* BEGIN *

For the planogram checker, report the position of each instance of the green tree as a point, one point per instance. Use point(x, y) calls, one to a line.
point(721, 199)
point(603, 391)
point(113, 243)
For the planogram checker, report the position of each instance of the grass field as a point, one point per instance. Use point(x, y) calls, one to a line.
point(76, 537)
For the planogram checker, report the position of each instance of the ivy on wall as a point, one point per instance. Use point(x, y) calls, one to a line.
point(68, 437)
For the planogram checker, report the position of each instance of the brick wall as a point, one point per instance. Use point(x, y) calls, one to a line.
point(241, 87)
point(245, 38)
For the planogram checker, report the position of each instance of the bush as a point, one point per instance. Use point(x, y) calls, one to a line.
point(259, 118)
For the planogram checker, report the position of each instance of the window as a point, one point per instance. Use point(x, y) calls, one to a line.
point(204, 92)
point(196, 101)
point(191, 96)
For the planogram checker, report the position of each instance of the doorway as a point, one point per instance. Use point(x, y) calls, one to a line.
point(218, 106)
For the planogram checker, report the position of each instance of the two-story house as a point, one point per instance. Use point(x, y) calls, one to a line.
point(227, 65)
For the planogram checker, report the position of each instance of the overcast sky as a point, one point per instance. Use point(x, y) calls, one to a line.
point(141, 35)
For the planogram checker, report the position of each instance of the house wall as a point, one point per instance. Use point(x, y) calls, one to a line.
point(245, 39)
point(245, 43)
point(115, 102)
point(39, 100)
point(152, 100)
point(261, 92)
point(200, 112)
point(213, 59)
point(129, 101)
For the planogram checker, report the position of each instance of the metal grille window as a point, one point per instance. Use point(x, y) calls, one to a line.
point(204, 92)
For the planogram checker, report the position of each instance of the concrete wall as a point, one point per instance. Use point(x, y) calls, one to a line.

* END *

Switch "planogram checker" to "shelf audit tool" throughout the data above, and write out all the lines again with nothing else changed.

WRITTEN REPLY →
For the shelf audit tool, report the position of each instance of the green tree as a point, one point per instance. Use point(x, y) calls, one to a line.
point(721, 199)
point(603, 391)
point(113, 243)
For the shelf audit tool, report the position of each instance of the grass field as a point, one point per instance. Use point(x, y) calls, one to a line.
point(76, 537)
For the shelf audit tool, report the position of each instance of the ivy on wall as a point, one point per instance. Use point(x, y) calls, one to a line.
point(68, 437)
For the shelf audit tool, report the position of each instance of the brick wall as a point, one point per instance. Use point(x, y) calls, one to a line.
point(241, 87)
point(245, 38)
For the shelf audit tool, report the position of each instance of the bush as a point, one point per instance. Use point(x, y) calls, one to a line.
point(259, 118)
For the shelf audit tool, report the position of each instance of the window as a point, one point per instance. Use point(x, y) calls, one to a line.
point(204, 92)
point(196, 101)
point(191, 96)
For the shelf audit tool, report the position of each instance of the doorway as a point, one point per instance. Use point(x, y) calls, one to a line.
point(218, 106)
For the shelf audit tool, report the position of each instance of the two-story house as a point, one point per instance. Use point(x, y) calls, one to a line.
point(227, 65)
For the shelf audit tool, report the position of each instance of the overcast sky as a point, one point per instance. Use point(x, y) calls, one to a line.
point(141, 35)
For the shelf audit tool, report the position of each instance of the house wall as a point, one point per instance. Use point(x, y) calls, one to a line.
point(245, 39)
point(245, 43)
point(115, 102)
point(39, 100)
point(152, 100)
point(261, 92)
point(200, 112)
point(213, 59)
point(129, 101)
For the shelf audit tool, report the position of each instance of the metal grille window as a point, one point per instance. Use point(x, y) calls, one to a line.
point(204, 92)
For the shelf audit tool, report the position of each instance of the concrete wall as a point, one point per instance. Use point(x, y) calls, one to a line.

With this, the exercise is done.